- _OBJECTIVE A_:
Reproduce the passage of the data applications guide from "With the steep" up to and including "their similar applications.".
- _OBJECTIVE B_:
Continue the guide on building data applications from the point where it stops.

- _EXCERPTED TEXT_:
>> Start

With the steep rise of data, smart businesses have started capitalizing on this new oil to build a new type of products and services: data applications.
Admittedly, the engineering and business development of data apps overlaps with their cousins - the trusty desktop app and the well-known web app, … But there is a core difference that sets data applications apart: they are first and foremost about the data they use to deliver value. Given that data plays this crucial role, the processes, technologies, and architectural decisions of data apps differ from their similar applications.
In this guide we will look at 7 best practices when building modern data applications:
Best practice #1: Start with a business goal
Whether you are building the next generation of big data applications or prototyping your run-of-the-mill web app, the fundamental principles are the same: you do not start with technology, but with a business goal in mind.
There are generally four business use cases specific to data applications:
- Build a standalone data product. Big data analytics does not just offer insights. It also allows us to build standalone products. The most notorious example is Google search. Relying on vast amounts of past search data, machine learning algorithms, and tuning the search results for different perspectives (e.g. search for the intent of browsing or for the intent of answering questions), Google has built a superb standalone product that is far ahead of the competition.
- Improve existing products with data. One of the most common business advantages of data applications is the incorporation of big data technology to improve existing products. Netflix is renowned worldwide as one of the biggest entertainment industry giants, stealing eyeballs from Hollywood and cable TV by offering better movies and series. What sets Netflix apart is its recommendation engine. By combing through large data sets with huge amounts of data on viewing habits, Netflix can determine which combinations of past movies best predict your future preferences. Making you more likely to enjoy the movies they recommend and log into Netflix again. The potential of data apps to set you ahead of the competition has been proven across various industries: banks have used data mining algorithms like anomaly detection to cut off fraudsters; retailers have used business intelligence apps to join past purchased data with social media logs and digital marketing data to quickly understand and adjust to incoming trends, etc. Data applications help companies understand their customers better and deliver a more competitive product.
- Offer data as a product. If your ordinary app collects and generates vast amounts of data, why not capitalize on that as a new revenue stream? The individual users’ demand for data has been steadily growing. From activity tracking in Strava to personalized healthcare recommendation apps, consumers are hungry for data. Why not improve your product offering by adding analyzed data as an additional feature? You can monetize your existing data as a new revenue stream: build a customer-facing data app under a higher monthly subscription, offer data exports via a paid API, start licensing aggregate data to industry researchers, etc.

>> End

- _ENTRIES SHOWN_:

>> Start

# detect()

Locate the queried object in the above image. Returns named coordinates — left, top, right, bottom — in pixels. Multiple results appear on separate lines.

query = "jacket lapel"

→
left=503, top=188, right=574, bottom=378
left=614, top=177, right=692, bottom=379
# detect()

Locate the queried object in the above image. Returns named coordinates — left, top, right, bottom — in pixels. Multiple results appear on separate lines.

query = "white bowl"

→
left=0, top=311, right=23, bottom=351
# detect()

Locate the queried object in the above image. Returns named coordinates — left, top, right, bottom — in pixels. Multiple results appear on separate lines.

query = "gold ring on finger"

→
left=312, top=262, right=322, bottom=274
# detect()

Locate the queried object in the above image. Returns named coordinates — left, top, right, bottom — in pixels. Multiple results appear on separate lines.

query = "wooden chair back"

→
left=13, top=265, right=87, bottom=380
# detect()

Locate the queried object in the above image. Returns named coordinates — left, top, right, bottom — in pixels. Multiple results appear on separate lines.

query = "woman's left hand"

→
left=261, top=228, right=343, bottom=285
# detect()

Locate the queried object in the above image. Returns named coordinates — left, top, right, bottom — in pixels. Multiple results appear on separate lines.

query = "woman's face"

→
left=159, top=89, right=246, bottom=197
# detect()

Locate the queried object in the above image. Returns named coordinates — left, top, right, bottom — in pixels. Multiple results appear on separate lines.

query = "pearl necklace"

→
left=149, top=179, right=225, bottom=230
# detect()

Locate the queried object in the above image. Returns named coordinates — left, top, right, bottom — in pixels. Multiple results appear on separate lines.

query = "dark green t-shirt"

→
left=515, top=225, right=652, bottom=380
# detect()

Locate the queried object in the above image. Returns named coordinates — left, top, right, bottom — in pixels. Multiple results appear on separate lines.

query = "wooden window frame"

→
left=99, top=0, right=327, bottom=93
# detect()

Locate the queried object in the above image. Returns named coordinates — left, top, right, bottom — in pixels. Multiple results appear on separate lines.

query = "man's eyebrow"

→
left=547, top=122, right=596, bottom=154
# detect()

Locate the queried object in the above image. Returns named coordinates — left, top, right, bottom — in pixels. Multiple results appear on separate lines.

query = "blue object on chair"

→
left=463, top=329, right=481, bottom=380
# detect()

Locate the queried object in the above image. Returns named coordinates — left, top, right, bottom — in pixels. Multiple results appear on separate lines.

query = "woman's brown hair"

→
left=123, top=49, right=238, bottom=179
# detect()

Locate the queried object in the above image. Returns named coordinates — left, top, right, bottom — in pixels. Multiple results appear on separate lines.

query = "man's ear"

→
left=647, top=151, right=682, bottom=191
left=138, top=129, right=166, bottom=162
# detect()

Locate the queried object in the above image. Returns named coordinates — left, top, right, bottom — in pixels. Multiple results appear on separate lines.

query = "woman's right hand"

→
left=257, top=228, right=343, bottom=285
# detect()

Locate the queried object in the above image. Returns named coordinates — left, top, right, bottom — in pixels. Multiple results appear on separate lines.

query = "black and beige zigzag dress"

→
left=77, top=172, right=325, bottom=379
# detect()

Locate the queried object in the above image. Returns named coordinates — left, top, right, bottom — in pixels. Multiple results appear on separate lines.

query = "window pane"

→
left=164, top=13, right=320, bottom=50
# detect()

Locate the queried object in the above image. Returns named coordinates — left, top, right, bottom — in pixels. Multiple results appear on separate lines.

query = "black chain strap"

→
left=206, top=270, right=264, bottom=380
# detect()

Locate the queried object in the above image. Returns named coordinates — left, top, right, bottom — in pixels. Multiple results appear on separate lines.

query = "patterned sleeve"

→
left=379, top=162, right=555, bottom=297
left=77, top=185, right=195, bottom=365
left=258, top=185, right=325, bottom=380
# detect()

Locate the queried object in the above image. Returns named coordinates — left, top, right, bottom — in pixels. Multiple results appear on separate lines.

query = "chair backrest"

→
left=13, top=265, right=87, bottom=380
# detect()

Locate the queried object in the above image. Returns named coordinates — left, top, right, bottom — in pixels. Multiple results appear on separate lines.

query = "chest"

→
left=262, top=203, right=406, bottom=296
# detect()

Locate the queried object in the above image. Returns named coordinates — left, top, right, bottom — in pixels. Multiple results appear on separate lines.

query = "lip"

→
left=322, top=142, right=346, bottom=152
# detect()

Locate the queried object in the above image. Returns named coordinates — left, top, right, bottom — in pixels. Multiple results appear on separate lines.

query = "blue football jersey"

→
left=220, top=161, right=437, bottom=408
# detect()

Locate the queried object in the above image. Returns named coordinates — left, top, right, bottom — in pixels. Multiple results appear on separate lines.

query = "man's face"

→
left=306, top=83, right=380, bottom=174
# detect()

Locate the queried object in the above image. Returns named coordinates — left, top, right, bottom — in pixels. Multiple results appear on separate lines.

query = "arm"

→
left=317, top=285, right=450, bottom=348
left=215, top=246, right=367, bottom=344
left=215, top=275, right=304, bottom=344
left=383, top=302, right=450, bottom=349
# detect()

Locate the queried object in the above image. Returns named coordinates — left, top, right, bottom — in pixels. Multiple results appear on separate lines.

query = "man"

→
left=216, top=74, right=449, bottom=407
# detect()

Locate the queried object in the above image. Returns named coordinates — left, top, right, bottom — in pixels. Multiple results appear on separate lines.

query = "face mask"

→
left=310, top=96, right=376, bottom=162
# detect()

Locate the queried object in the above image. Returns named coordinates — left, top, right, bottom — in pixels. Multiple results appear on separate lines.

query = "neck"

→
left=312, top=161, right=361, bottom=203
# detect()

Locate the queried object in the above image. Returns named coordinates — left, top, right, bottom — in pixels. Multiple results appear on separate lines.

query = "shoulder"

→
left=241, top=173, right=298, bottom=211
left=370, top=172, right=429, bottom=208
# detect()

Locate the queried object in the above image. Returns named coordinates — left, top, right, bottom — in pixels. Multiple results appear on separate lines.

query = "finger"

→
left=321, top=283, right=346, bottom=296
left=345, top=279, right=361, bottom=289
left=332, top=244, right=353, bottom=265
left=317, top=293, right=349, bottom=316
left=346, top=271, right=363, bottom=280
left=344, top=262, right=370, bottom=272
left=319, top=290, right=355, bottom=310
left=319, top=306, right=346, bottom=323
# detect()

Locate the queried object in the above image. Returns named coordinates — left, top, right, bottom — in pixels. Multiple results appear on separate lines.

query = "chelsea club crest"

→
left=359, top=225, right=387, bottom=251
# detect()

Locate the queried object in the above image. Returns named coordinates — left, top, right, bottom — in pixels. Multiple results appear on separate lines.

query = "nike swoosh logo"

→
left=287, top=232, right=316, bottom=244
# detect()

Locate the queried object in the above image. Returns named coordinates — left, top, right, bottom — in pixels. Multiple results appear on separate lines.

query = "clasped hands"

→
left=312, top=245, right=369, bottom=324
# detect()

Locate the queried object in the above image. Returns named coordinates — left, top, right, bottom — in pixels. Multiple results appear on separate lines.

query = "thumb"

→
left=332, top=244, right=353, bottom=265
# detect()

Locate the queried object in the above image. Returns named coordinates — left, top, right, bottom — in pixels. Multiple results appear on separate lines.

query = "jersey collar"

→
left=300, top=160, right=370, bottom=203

>> End

- _RIGHT ANSWER A_:
With the steep rise of data, smart businesses have started capitalizing on this new oil to build a new type of products and services: data applications.
Admittedly, the engineering and business development of data apps overlaps with their cousins - the trusty desktop app and the well-known web app, … But there is a core difference that sets data applications apart: they are first and foremost about the data they use to deliver value. Given that data plays this crucial role, the processes, technologies, and architectural decisions of data apps differ from their similar applications.

- _RIGHT ANSWER B_:
- Optimize operations with data. Data applications can streamline your operations, helping you to cut costs and deliver your products and services with higher reliability. The Internet of Things (IoT) has helped improve operations in the manufacturing industry. By collecting sensor data from machinery directly, manufacturers can analyze and predict when machines will fail, before the machines actually fail. This allows for better planning and business continuity even in the face of adversity. The transportation industry has also used logistic analytics to streamline operations. Amazon Prime uses data applications that look at traffic control data, previous route planning, historical customer demands, and a variety of other data to predictively ship items even before a customer orders them. Once the customer actually orders the items, they are closer to the customer’s physical location, their delivery to the last mile is faster, thus optimizing their operations and delighting customers with the speed of their services.
The difference between business objectives can sometimes be subtle. For example, both Netflix and Amazon use recommender systems. But digging deeper, you would notice that the first uses real-time processing, while the other uses the classic ETL design.
It is important, therefore, to have a clear business goal in mind, because your vision will guide the architectural choices and tradeoffs down the line.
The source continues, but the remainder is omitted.